**TESTO FORNITO**
Magazine Poesie
“Toglierò dal loro petto il cuore di pietra e darò loro un cuore di carne”, risuonano così le parole del profeta Ezechiele nella voce di Armando Buonaiuto, nel pomeriggio di sabato 27 settembre, mentre introduce un dialogo che nutre il “cuore intelligente” di TorinoSpiritualità 2014 del lirismo inaspettato della psichiatria, nelle parole di Eugenio Borgna, e della brillante intuizione psicologica in quelle della scrittrice Valeria Parrella. Così l’un descrive l’altro. Lei legge le pagine di sapore lirico di lui. Lui riconosce in lei il dono della parola letteraria che sa farsi degna interprete delle emozioni, perché sa parlare al cuore.
Insieme disegnano le coordinate per uno sguardo etico sulla fragilità che abita in noi e quella che incontriamo nell’altro, nella consapevolezza doverosa per chi lavora nel mondo della cura, sia essa medica o educativa, di doversi misurare con la scelta delle parole, soprattutto quando rivolte a chi sta male.

**CONSEGNA 1**
Elenca tutte le persone nominate nell'articolo sul dialogo di TorinoSpiritualità 2014.
**CONSEGNA 2**
Prosegui per favore l'articolo sul dialogo di TorinoSpiritualità 2014, partendo dopo la sua ultima frase.

**DATI DI ORIGINE**
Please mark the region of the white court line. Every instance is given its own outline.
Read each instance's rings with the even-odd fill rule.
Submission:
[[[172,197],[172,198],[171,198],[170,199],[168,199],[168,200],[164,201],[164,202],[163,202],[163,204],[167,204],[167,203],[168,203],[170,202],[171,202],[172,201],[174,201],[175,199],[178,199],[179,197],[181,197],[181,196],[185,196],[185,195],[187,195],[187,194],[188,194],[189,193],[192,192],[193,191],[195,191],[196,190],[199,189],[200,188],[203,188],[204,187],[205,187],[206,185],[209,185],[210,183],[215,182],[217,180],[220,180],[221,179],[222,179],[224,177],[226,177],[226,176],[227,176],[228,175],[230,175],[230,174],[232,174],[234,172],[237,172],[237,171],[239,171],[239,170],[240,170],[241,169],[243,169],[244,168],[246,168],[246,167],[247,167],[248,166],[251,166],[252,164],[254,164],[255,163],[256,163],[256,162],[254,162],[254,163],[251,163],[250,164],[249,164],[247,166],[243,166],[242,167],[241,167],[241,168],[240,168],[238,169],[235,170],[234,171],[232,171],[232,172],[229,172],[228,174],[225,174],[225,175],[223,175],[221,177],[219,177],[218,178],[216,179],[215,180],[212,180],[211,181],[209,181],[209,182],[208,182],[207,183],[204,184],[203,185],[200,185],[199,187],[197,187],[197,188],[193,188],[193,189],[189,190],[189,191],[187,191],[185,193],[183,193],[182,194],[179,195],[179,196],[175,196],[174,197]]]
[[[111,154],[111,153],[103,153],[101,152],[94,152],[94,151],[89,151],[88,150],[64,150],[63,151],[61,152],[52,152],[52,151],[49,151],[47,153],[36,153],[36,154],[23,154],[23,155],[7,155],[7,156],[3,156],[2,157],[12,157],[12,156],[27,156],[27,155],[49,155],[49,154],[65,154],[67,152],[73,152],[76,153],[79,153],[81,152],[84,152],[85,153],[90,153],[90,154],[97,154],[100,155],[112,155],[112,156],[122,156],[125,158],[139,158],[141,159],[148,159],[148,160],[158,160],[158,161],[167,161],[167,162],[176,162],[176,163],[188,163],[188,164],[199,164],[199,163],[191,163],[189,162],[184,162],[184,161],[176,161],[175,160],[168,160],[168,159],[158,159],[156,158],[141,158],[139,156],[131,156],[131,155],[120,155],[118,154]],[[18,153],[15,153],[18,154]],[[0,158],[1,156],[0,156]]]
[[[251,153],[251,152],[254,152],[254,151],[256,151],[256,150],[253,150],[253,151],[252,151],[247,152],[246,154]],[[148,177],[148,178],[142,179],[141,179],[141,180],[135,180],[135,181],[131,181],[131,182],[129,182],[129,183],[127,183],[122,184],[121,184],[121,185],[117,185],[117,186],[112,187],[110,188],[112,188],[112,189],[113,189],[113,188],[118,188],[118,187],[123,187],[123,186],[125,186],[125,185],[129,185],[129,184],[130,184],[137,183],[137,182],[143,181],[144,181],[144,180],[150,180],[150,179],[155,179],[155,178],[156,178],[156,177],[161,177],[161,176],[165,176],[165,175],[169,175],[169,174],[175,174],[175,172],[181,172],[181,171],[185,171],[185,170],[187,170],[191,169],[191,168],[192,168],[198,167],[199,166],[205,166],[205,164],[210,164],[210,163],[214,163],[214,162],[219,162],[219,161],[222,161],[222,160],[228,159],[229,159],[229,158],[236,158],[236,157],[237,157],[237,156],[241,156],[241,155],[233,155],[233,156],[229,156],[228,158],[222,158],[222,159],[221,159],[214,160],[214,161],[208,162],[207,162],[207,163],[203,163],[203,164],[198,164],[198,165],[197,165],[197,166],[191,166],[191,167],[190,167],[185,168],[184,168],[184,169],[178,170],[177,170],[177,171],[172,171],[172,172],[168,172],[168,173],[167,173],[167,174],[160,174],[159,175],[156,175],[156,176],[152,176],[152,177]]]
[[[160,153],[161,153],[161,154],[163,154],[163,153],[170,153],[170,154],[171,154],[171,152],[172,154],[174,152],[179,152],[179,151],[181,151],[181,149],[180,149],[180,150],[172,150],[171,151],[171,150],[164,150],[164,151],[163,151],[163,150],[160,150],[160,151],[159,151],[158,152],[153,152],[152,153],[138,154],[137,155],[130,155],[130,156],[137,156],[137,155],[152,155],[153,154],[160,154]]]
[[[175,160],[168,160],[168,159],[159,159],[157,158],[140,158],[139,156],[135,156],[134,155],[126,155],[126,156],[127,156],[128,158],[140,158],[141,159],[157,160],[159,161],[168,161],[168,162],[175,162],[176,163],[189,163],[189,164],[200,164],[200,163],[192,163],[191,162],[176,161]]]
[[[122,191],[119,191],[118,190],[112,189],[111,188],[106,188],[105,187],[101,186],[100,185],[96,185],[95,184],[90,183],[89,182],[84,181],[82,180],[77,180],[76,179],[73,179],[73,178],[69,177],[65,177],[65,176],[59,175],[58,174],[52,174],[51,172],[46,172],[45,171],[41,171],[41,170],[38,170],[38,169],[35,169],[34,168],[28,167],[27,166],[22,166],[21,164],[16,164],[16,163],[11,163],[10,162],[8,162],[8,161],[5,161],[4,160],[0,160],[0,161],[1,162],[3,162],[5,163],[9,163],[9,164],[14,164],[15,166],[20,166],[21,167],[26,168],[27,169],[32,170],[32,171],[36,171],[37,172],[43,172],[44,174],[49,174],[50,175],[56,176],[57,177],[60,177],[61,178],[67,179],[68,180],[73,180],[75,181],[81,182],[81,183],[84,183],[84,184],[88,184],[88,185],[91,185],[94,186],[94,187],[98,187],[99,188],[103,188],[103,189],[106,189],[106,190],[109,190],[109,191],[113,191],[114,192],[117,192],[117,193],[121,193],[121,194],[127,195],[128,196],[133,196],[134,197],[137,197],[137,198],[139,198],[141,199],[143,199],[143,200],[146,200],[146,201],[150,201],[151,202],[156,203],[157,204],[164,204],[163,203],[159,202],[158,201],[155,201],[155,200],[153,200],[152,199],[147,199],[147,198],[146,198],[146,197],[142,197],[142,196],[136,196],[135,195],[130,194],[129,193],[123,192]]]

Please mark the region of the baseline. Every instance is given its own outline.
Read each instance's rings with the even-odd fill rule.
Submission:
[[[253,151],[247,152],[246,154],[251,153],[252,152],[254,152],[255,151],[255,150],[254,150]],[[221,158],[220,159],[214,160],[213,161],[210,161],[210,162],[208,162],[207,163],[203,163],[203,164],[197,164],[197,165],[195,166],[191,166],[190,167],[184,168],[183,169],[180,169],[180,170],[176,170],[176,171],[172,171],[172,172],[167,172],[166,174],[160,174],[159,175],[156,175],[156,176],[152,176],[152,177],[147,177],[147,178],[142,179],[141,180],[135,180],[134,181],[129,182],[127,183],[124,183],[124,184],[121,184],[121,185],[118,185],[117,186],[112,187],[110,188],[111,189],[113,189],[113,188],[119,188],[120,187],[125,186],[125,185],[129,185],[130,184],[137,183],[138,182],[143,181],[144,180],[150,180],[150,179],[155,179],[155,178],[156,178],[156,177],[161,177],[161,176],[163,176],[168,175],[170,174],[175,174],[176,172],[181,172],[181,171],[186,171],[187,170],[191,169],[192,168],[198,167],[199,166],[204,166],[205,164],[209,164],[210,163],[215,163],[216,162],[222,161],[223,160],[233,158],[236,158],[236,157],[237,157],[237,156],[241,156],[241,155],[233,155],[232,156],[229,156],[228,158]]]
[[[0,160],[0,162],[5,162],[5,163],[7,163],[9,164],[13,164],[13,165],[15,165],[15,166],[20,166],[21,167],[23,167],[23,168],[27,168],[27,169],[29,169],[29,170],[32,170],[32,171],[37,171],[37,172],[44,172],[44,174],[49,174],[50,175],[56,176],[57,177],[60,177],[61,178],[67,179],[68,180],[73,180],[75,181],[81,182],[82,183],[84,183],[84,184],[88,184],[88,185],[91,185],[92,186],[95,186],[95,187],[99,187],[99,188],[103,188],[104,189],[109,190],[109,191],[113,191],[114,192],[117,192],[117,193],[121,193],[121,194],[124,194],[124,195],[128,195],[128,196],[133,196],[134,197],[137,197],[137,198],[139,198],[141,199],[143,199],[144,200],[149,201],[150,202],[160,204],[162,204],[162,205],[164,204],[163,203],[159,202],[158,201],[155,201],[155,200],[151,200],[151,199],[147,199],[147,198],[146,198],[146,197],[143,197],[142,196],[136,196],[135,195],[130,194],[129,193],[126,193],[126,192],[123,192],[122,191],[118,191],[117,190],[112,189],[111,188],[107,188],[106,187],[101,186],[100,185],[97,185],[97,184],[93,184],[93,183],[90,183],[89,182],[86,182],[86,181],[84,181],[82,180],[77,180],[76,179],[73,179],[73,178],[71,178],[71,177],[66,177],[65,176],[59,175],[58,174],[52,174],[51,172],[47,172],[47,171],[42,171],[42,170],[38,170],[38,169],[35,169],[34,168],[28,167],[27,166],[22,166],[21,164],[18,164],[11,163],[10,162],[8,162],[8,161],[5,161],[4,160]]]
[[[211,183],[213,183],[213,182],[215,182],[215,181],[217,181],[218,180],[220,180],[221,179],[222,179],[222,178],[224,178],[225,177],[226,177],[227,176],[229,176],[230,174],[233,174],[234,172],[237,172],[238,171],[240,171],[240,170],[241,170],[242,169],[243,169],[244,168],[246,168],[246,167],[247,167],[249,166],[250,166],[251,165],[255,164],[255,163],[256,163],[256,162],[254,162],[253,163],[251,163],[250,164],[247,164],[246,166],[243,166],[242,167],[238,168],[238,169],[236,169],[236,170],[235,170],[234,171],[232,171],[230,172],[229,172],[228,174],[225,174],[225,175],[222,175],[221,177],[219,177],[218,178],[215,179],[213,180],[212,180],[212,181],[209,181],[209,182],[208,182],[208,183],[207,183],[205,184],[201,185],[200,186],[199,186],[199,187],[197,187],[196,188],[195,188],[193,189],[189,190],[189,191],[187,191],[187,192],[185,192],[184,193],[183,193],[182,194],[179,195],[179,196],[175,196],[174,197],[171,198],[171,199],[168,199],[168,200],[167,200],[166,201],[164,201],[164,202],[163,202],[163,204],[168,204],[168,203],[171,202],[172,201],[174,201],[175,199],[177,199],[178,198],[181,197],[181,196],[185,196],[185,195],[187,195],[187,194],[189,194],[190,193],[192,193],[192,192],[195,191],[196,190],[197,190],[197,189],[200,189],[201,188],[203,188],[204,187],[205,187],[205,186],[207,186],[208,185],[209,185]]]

**RISPOSTA 1**
Ezechiele, Armando Buonaiuto, Eugenio Borgna, Valeria Parrella

**RISPOSTA 2**
“Non c’è psichiatria senza immagini, senza metafore” afferma Borgna testimoniando un tributo al linguaggio letterario capace di riconoscere, raccontare le ragioni del cuore di ascendenza pascaliana come nessuna diagnosi rigorosa può fare.
Ma dove nascono le parole letterarie? Nella solitudine. “La solitudine è fondamentale per uno scrittore “ afferma Parrella. E quindi il silenzio che la accompagna. D’altro canto scrive Borgna “Senza silenzio non ci sono parole”. Nel silenzio, poi, quello non solitario, quello gravido di pensieri, si può incontrare lo sguardo dell’altro e allora bisogna anche imparare a “leggere il silenzio, a leggere lo sguardo” , perfino ad “essere insieme nello sguardo”. E ancor più a riscoprire il valore comunicativo del sorriso. Nello “spaesamento che la percezione della vita crea” in cui può declinarsi la fragilità secondo Parrella, la voce di Borgna invita a riconoscere le nostre fragilità e ad accogliere quelle degli altri.
Come dire, giocando con i titoli dei loro libri, uniti da una profonda consonanza di spirito, è tempo di educare alla fragilità che è in noi.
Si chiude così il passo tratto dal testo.